#### [TASK DETAILS]
Rewrite everything from the line containing "Every <instance> describes" down through the line containing "box: [97, 67, 177, 120]", replacing each occurrence of "rough mask" with "coarse mask" and leaving everything else unchanged.

#### [DATA FOR THIS TASK]
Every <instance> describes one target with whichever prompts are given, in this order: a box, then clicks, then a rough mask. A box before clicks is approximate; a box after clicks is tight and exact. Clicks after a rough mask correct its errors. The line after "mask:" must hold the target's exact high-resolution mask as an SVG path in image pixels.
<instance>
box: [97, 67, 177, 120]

* * *

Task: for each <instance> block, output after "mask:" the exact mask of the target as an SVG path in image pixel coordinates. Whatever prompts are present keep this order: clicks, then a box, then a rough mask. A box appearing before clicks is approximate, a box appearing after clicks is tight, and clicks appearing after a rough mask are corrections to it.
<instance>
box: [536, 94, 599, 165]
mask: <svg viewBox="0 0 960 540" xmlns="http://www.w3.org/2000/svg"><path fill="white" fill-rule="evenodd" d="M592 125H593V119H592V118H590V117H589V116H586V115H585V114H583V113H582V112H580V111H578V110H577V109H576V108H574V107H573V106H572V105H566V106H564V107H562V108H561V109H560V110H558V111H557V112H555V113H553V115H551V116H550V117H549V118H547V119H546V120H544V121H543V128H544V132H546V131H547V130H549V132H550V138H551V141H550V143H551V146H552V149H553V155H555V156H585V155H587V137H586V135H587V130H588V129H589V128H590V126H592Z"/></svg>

--

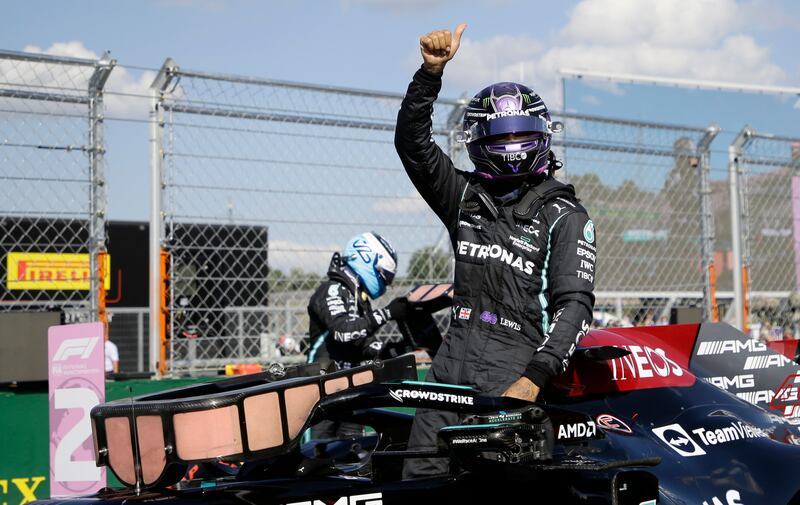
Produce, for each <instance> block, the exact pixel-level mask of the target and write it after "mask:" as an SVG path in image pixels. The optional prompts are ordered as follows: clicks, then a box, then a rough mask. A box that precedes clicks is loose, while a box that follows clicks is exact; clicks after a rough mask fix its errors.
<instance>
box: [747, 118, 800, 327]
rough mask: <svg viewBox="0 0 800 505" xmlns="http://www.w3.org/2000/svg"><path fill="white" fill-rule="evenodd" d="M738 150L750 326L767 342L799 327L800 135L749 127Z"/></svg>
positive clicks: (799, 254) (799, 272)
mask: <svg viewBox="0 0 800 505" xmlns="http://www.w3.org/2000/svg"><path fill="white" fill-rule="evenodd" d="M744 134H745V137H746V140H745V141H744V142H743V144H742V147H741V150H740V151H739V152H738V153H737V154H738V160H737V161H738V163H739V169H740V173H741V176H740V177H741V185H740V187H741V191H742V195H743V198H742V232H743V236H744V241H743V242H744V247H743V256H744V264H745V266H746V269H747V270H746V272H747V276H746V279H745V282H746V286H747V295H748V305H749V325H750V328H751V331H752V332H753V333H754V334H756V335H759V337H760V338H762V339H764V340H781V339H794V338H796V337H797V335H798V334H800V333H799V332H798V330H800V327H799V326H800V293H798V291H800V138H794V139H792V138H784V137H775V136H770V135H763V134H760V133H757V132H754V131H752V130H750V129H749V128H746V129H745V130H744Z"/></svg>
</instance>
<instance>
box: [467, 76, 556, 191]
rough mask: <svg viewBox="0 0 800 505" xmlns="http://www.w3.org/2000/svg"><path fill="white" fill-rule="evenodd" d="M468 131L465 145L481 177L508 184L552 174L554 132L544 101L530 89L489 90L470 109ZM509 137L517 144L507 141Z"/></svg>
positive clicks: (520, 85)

#### [OUTPUT FOR THIS TASK]
Every <instance> describes one target with whichever prompts are given, in this order: a box, then clicks, then a coarse mask. A box before clicks is approximate; a box after clicks is tight and exact. Clicks after a coarse mask correct its errors. The line after "mask:" must hold the target's exact high-resolution mask as an SVG path in image pixels.
<instance>
box: [97, 67, 177, 120]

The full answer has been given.